┌─ DATA FOR THE TASK

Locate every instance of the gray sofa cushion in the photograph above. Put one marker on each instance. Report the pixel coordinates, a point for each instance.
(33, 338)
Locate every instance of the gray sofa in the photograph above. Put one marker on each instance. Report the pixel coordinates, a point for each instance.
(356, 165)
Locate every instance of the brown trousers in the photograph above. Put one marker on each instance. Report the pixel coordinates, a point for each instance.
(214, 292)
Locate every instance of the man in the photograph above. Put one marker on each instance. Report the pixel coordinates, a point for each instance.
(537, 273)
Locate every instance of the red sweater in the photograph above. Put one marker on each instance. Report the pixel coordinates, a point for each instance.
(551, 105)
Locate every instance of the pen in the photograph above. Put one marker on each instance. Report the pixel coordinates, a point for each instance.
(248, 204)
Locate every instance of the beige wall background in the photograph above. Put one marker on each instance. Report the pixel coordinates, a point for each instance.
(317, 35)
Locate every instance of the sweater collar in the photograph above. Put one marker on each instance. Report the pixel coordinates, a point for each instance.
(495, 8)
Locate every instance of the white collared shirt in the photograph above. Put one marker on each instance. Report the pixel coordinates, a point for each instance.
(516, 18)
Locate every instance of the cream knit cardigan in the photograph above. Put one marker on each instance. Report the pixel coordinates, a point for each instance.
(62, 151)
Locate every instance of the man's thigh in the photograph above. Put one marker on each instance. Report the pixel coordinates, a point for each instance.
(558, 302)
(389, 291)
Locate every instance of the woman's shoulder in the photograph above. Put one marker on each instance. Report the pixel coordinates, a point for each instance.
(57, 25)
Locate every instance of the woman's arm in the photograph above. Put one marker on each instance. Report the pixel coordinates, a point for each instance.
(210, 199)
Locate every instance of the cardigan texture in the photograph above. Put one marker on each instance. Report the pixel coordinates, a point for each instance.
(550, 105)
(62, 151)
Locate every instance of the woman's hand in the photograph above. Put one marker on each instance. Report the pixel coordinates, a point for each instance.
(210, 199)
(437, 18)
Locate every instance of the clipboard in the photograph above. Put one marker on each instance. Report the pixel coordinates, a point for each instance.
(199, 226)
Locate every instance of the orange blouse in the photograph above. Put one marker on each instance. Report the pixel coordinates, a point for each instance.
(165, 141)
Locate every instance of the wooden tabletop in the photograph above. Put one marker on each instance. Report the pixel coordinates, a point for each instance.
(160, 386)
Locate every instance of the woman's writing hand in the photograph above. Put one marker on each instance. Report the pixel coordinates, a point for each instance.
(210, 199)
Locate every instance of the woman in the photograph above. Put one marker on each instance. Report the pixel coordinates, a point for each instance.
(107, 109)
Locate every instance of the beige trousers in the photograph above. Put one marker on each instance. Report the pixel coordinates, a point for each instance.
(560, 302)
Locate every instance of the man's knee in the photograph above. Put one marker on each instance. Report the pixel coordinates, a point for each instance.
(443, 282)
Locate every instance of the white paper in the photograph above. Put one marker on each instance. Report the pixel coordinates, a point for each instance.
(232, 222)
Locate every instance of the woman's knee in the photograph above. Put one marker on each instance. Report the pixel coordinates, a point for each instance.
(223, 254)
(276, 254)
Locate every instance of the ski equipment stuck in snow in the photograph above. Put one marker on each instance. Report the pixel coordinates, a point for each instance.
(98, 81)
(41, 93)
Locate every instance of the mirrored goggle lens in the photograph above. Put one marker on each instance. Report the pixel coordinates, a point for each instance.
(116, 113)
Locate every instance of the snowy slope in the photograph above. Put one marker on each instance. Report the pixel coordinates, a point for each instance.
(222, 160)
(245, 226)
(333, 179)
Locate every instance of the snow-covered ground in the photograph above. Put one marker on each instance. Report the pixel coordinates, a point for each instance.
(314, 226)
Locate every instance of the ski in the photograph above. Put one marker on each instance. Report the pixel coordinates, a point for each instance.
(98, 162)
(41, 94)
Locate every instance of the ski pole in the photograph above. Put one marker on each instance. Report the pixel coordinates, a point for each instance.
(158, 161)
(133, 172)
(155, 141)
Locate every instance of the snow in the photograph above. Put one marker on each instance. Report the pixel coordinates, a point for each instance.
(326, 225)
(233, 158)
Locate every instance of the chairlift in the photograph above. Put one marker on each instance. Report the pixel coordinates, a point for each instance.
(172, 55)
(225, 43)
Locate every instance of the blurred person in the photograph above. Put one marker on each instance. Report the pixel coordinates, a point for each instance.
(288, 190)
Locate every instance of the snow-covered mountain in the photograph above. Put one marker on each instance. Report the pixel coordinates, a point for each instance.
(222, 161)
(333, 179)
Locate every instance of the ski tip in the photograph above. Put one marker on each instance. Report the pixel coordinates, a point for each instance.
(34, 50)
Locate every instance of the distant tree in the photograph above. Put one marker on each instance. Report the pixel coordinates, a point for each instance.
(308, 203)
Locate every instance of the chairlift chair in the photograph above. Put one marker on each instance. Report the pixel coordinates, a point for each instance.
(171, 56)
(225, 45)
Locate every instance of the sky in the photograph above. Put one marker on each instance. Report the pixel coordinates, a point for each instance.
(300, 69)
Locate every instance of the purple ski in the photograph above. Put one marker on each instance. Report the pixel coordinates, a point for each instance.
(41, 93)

└─

- WRITTEN PROBLEM: Print the line containing "Locate every instance of the ski pole" and every line after it to the end of the records above, exactly as written, and nothing else.

- SOLUTION FOR THIS PROBLEM:
Locate every instance of the ski pole in the photograph above. Put one marker on each instance. Report the pixel coordinates, a point for each instance.
(158, 161)
(133, 172)
(155, 141)
Locate every instance of the snow in the photograph above. Put one marker on each instance. Report the pixel coordinates, a point for each instance.
(326, 225)
(233, 158)
Locate every instance of the chairlift in the photograph above. Put one marker on each instance. Report the pixel coordinates, a point for each instance.
(172, 55)
(225, 43)
Locate every instance of the blurred person in the photograph above. Put one marker on each instance. Report the pixel coordinates, a point for each instance.
(288, 190)
Locate every instance of the snow-covered mountain in the photograph above. Put one marker on each instance. Report the pixel coordinates, a point for each instance.
(222, 161)
(333, 179)
Locate every instance of the ski tip in the photograph above. Put one marker on each instance. Report the pixel coordinates, a point for each instance.
(34, 50)
Locate every instance of the distant tree in the photograph above. Put one marker on each instance. Report the pixel coordinates, a point for each instance.
(308, 203)
Locate every instance of the chairlift chair in the photograph above. Put one marker on each instance. Report the pixel coordinates, a point for each instance.
(171, 56)
(225, 45)
Locate every instance of the sky in the photograph above. Put one marker on each instance. Report the pixel coordinates, a point for each instance.
(300, 69)
Locate every instance of the purple ski in the photograph above. Put one marker on each instance. Report the pixel coordinates, a point for each instance.
(41, 93)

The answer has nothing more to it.